PROBLEM REQUIREMENTS
Match the word "instance". Return each line of the data below where it appears.

SOURCE RECORDS
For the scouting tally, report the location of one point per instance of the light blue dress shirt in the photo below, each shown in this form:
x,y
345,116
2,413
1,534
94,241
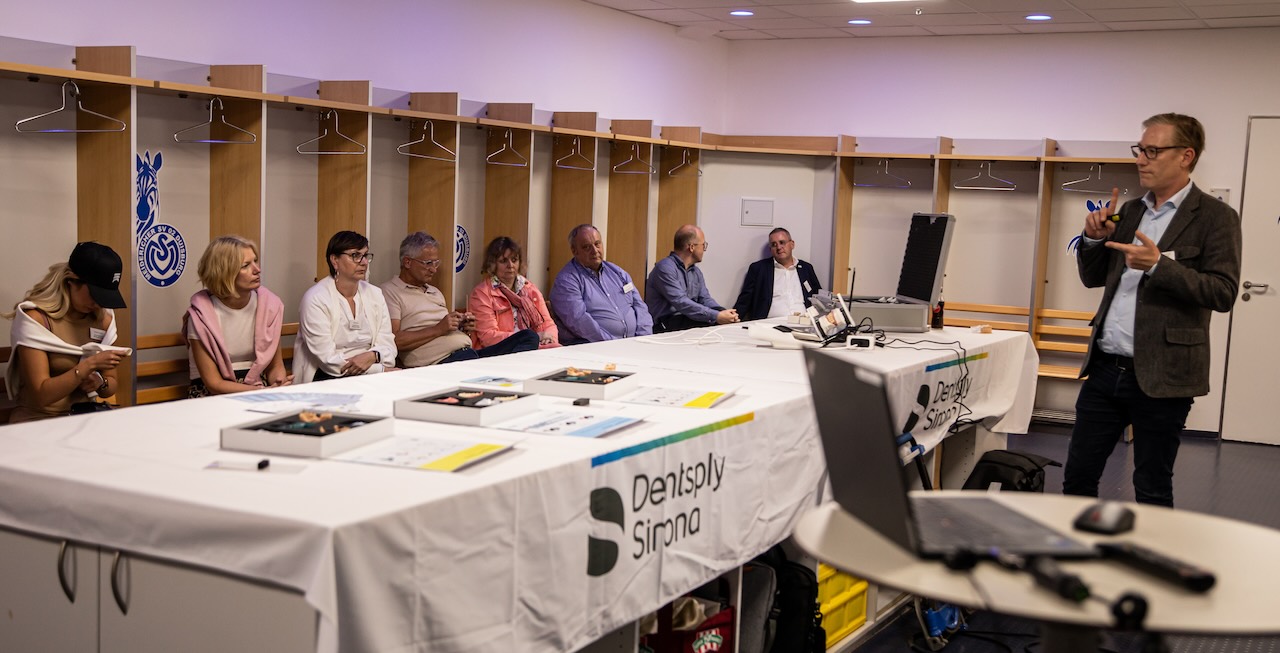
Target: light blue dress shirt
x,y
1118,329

---

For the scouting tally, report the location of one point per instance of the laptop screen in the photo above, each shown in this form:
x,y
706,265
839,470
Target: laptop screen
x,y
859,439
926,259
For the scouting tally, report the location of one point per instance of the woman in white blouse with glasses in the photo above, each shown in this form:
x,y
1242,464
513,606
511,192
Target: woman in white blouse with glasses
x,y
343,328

ANSWER FOR THE TASK
For the scouting tally, report the location of one point per instance of the light blue dress shirt in the photo below, each shown in this form:
For the scouting tally, report the location of one point per instance of the laptop screen in the photo above, each shown in this form:
For the scouting tally, report the location of one point per instance of the woman in white blouse with glasses in the photo above, each shown in this form:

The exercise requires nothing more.